> _Written instruction 1_
Lay out the entries below as a numbered list, leaving out blank lines. Cover only the part that opens with the first line of the entries and closes with the line containing "(302, 307), (632, 349)", including both of those lines.

> _Text shown_
· · · ·
Bus politics in Dar es Salaam

Abdallah S. Lubala
Michaela Collord

The secretary of a Tanzanian bus drivers' union explains why the system of privately owned commercial buses is breaking down. He proposes collective ownership.

Daladalas in Dar es Salaam. Image credit Niklas Nilsson Kreü via Flickr (CC).

On 5 May 2015, there was a countrywide bus drivers’ strike in Tanzania, led by drivers in Dar es Salaam. The aim was to pressure the government to protect drivers’ welfare. Government responded by establishing a special committee under the Prime Minister, Mizengo Pinda, tasked with addressing issues relating to the transport sector.

The primary responsibility of that committee was to research and analyze problems in the transport sector, and to find solutions. Among the grievances of the striking drivers was their lack of employment contracts, which would define the payment of salaries, allowances, vacation time, healthcare and other entitlements. These concerns were all captured through the call for “employment contracts,” which remained drivers’ principal demand.

In addition to this, drivers contested how their work was perceived. The work of a driver was not valued on a par with so-called productive labor, which contributes directly to the country’s economy. Drivers therefore demanded that transport be recognized as a key sector that contributes to the national income.

The Prime Minister’s committee ordered drivers to create a trade union because the government does not negotiate with voluntary associations. The drivers’ strike of May 2015 was led by the Tanzania Association of Bus Drivers (UWAMATA), as in, a voluntary association. Roughly two months after the committee issued its order, drivers had registered their union, called Tanzania Drivers Workers’ Union (TADWU).
· · · ·
> _Task inputs_
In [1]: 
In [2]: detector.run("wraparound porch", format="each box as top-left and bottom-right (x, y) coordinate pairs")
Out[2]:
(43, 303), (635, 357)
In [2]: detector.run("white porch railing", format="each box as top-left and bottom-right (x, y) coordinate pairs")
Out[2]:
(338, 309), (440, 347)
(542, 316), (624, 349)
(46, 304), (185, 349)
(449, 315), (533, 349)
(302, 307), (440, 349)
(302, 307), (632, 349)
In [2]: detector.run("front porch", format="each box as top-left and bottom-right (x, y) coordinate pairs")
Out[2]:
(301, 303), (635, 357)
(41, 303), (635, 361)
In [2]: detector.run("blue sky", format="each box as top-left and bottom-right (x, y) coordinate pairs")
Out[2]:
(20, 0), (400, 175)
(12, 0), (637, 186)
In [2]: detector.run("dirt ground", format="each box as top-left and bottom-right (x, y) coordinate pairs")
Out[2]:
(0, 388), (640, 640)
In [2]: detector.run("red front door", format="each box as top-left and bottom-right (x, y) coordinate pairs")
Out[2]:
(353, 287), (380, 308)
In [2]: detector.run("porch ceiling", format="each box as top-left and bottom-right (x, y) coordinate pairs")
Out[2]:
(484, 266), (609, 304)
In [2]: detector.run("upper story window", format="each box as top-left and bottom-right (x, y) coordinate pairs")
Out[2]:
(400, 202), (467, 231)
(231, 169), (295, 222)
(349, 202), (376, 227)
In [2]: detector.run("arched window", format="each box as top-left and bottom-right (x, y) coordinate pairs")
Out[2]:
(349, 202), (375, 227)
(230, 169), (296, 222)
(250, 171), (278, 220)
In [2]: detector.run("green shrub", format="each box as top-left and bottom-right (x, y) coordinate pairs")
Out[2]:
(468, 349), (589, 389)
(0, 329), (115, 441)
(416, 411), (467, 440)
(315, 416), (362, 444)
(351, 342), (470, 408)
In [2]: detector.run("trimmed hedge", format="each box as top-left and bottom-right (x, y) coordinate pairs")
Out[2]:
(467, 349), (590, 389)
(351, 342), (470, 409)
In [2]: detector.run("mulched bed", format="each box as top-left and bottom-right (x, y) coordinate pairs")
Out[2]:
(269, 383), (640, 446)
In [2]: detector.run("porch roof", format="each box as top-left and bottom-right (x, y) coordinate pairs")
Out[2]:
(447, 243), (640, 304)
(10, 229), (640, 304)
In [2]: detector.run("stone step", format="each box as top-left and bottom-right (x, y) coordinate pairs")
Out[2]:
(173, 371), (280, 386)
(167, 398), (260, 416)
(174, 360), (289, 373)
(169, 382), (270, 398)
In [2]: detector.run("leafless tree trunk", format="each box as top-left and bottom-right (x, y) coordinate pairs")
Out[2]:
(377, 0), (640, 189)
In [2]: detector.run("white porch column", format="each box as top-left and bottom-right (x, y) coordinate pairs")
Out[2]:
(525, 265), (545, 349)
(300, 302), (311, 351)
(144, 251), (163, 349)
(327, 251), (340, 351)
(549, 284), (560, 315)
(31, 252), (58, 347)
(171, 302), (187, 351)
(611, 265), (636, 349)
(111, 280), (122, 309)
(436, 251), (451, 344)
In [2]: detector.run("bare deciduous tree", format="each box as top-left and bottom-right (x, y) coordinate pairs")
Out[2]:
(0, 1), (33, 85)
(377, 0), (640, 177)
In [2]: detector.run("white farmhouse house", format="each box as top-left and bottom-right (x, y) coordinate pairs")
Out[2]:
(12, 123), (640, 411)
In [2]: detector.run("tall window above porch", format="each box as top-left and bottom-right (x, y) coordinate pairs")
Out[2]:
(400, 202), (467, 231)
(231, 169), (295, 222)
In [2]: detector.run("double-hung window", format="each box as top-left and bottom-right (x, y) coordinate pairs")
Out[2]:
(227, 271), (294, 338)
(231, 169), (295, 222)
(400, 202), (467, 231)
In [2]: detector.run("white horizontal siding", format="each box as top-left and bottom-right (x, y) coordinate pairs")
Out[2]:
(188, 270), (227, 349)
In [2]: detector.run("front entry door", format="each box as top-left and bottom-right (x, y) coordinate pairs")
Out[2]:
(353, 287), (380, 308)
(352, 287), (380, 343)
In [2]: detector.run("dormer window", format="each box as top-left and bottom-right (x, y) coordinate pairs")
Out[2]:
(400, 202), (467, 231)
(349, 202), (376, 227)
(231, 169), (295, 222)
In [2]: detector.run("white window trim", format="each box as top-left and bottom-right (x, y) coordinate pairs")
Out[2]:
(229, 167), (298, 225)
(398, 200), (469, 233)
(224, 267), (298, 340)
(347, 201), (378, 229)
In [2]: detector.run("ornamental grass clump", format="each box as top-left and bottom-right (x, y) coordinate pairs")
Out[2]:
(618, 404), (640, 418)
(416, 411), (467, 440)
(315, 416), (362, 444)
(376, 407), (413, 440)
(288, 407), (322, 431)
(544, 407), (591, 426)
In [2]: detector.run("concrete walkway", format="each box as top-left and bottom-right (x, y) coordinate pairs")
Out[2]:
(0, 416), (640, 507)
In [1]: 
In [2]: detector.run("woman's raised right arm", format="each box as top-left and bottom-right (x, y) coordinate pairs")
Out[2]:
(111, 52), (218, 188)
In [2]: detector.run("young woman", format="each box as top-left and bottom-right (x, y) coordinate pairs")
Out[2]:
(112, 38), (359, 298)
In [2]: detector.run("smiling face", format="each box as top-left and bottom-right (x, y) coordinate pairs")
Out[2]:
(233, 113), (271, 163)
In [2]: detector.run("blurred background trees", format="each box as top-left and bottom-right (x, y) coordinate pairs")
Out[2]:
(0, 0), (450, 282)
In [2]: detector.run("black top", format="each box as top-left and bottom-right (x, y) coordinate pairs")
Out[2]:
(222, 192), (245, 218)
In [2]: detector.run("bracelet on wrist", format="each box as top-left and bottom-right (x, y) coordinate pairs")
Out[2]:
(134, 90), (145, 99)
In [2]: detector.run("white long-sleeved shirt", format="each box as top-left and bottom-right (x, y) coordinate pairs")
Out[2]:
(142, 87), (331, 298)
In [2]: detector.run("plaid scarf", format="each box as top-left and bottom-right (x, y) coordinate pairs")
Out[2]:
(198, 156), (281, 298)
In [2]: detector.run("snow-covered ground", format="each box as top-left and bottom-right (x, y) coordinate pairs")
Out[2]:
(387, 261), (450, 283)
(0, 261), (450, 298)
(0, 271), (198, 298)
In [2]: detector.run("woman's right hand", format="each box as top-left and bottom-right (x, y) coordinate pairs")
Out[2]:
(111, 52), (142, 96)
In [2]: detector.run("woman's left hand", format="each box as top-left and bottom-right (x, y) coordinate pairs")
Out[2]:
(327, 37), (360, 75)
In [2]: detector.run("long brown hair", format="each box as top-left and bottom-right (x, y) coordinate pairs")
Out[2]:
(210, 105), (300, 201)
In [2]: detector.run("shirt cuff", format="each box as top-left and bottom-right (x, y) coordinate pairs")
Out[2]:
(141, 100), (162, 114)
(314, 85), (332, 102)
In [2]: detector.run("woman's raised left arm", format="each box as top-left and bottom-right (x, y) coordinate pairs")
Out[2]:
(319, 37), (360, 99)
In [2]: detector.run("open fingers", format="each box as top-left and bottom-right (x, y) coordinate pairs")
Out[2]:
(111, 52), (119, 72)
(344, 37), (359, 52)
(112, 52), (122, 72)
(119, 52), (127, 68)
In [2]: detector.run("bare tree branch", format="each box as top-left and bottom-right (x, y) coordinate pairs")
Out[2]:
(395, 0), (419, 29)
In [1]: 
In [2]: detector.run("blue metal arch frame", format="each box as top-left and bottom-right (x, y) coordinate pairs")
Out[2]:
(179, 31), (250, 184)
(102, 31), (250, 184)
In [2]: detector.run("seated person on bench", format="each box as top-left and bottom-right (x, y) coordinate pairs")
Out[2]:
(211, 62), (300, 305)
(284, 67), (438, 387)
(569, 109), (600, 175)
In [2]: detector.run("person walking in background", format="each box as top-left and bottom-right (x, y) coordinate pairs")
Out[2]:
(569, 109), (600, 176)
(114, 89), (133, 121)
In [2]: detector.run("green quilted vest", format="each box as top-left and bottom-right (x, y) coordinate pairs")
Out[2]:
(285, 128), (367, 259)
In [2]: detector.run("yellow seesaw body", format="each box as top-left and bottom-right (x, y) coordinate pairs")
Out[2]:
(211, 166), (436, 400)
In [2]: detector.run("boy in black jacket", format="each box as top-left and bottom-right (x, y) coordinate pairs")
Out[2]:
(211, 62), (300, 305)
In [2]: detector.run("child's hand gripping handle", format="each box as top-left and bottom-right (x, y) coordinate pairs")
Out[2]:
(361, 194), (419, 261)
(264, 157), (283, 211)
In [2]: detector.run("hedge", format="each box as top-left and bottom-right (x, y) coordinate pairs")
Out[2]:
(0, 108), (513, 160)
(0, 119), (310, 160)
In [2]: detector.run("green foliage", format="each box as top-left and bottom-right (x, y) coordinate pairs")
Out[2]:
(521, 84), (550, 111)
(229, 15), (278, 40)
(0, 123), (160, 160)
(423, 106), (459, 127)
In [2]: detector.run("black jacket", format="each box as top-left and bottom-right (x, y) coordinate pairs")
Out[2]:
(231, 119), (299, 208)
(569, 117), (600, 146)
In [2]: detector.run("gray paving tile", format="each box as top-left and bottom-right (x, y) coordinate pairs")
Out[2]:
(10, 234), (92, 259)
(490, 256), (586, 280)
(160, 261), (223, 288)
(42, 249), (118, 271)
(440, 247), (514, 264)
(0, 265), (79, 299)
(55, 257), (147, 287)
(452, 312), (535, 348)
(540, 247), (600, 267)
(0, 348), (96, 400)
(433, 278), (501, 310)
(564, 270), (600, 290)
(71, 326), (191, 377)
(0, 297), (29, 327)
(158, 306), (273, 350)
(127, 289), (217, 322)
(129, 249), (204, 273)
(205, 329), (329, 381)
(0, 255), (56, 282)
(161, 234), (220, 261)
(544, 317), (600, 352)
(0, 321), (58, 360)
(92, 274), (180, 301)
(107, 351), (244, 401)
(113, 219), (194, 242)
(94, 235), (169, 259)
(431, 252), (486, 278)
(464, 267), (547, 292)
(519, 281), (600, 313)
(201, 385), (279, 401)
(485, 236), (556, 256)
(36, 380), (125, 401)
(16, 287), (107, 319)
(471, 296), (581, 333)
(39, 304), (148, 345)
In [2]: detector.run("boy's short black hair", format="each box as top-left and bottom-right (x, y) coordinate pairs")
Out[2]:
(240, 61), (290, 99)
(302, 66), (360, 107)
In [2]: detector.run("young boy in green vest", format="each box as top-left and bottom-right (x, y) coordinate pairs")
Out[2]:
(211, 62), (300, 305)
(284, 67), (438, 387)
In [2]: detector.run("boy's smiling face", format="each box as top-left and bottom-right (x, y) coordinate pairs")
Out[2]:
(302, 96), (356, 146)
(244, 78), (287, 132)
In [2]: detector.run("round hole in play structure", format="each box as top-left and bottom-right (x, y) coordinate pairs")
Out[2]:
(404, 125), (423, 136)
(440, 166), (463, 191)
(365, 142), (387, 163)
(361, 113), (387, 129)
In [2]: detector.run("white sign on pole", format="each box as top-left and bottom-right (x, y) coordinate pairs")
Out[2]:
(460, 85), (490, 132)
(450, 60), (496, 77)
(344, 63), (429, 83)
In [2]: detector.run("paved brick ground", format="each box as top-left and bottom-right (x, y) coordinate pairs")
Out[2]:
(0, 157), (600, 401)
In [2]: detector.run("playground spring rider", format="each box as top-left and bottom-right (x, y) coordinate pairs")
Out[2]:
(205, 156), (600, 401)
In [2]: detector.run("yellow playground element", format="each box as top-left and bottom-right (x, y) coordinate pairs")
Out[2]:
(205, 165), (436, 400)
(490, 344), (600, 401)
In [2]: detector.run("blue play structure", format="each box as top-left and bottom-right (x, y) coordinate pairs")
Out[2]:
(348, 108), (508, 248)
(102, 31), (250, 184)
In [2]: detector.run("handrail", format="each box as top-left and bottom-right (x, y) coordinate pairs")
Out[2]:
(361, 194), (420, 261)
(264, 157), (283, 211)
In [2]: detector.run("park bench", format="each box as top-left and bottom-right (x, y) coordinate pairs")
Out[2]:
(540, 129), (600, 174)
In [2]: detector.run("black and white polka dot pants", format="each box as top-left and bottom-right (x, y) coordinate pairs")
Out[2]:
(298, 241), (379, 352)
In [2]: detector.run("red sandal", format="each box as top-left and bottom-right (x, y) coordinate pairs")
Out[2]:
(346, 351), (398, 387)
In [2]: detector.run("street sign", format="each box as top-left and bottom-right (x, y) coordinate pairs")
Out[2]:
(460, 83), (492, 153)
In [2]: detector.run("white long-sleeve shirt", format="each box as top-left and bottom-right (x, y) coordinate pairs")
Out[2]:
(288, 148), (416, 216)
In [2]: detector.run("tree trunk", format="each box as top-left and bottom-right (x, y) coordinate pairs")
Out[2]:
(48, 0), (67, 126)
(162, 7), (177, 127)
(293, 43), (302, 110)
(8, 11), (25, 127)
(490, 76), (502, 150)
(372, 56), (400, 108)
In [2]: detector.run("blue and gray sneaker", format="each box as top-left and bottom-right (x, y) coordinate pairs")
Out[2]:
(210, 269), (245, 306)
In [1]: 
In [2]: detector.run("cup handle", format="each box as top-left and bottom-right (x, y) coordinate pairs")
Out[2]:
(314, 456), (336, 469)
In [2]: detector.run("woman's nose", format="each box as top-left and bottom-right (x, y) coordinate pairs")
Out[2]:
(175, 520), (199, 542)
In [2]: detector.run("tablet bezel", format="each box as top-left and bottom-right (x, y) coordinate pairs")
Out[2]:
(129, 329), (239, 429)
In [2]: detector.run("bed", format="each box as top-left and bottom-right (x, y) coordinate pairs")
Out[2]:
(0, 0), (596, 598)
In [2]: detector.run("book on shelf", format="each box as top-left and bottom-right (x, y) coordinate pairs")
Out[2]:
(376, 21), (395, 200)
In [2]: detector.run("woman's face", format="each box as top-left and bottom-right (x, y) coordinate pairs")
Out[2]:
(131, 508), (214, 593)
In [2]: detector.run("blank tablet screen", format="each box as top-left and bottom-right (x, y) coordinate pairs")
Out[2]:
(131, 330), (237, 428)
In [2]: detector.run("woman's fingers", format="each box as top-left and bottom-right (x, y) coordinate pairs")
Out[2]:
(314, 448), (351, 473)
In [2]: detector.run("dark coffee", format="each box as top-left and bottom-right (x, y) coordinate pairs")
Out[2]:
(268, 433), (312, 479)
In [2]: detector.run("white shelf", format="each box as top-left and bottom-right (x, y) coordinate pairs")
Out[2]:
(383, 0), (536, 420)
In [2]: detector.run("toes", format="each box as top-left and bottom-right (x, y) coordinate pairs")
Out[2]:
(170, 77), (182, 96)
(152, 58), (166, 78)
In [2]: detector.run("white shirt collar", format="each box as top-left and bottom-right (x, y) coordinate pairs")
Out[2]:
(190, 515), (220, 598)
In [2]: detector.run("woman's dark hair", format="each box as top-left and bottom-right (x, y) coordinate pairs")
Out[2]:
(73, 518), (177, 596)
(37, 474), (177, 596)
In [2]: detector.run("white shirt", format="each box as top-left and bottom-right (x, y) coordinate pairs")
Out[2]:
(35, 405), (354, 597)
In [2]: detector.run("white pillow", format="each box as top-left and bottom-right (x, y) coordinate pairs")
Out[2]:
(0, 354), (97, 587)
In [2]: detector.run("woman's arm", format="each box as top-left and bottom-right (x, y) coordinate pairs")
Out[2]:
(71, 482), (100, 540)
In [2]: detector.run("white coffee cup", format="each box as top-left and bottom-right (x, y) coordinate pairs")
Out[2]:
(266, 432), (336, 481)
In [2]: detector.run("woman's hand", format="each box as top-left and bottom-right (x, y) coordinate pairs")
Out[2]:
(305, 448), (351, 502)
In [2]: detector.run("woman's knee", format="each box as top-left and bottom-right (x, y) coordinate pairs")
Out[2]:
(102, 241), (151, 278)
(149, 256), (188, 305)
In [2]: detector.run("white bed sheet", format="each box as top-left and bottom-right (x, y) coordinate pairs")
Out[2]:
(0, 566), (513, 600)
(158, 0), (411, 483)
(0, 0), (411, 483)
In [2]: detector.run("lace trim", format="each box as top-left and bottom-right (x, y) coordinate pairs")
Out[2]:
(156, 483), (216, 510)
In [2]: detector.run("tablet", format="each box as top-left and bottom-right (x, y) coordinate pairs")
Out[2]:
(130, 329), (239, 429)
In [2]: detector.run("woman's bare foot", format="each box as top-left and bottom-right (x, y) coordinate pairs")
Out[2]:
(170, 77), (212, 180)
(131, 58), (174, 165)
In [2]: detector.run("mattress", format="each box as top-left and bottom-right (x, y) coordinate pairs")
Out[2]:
· · · ·
> _Written instruction 2_
Based on the article on bus politics in Dar es Salaam, state whether each statement agrees with it. Answer yes or no, and quote the deciding words. (a) The countrywide bus drivers' strike took place on 5 May 2015. (b) The government's special committee was placed under the Minister of Transport. (c) Drivers registered their union roughly six months after the committee issued its order.

> _Finished answer 1_
1. In [1]: 
2. In [2]: detector.run("wraparound porch", format="each box as top-left and bottom-right (x, y) coordinate pairs")
3. Out[2]:
4. (43, 303), (635, 357)
5. In [2]: detector.run("white porch railing", format="each box as top-left and bottom-right (x, y) coordinate pairs")
6. Out[2]:
7. (338, 309), (440, 347)
8. (542, 316), (624, 349)
9. (46, 304), (185, 349)
10. (449, 315), (533, 349)
11. (302, 307), (440, 349)
12. (302, 307), (632, 349)

> _Finished answer 2_
(a) Yes: "On 5 May 2015, there was a countrywide bus drivers’ strike in Tanzania"
(b) No: "establishing a special committee under the Prime Minister, Mizengo Pinda"
(c) No: "Roughly two months after the committee issued its order, drivers had registered their union"